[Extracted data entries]

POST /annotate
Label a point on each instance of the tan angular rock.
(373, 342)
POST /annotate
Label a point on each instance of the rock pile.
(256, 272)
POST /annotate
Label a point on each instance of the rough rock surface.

→ What needs to be done
Reproduce every one of the entries above verbatim, keeping each line unchanged and in its original order.

→ The solution
POST /annotate
Label a point on each instance of the tan angular rock.
(373, 342)
POST /annotate
Label a point on each instance of the rock pile.
(256, 272)
POST /annotate
Label a point on each instance of the rough rock surface.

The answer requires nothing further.